SHORT EXERCISE A:
Reproduce, character for character, the rows of wire mesh panel point coordinates that follow the landscape text below, including their comment, input and header lines.

DOCUMENT TEXT:
------------

Historic Landscape Characterisation

The Vale of Clwyd:
Moel y Parc, Aberwheeler, Denbighshire
(HLCA 1035)


Unenclosed upland forming part of Clwydian hills towards the northern end of the landscape area.

Historic background

The character area falls in the south-east corner the ancient ecclesiastical parish of Bodfari. Like the Penycloddiau character area it lay within the commote of Dogfeilyn in the medieval cantref of Dyffryn Clwyd, later to become the medieval lordship of Ruthin, the crest of Clwydian hills at this point having formed the boundary between Dyffryn Clwyd and the cantref of Tegeingl, along the historic boundary between the counties of Denbighshire and Flintshire. Prehistoric activity in the area is represented by two Bronze Age mountain-top cairns near the summit of Moel y Parc.

------------

MATERIAL PROVIDED:
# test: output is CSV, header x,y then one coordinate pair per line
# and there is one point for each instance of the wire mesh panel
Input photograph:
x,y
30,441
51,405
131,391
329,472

------------

SHORT EXERCISE B:
Translate this sentence from the Moel y Parc landscape text above into Spanish: "Prehistoric activity in the area is represented by two Bronze Age mountain-top cairns near the summit of Moel y Parc."

CORRECT RESULT A:
# test: output is CSV, header x,y then one coordinate pair per line
# and there is one point for each instance of the wire mesh panel
Input photograph:
x,y
30,441
51,405
131,391
329,472

CORRECT RESULT B:
La actividad prehistórica en la zona está representada por dos túmulos de cumbre de la Edad del Bronce situados cerca de la cima de Moel y Parc.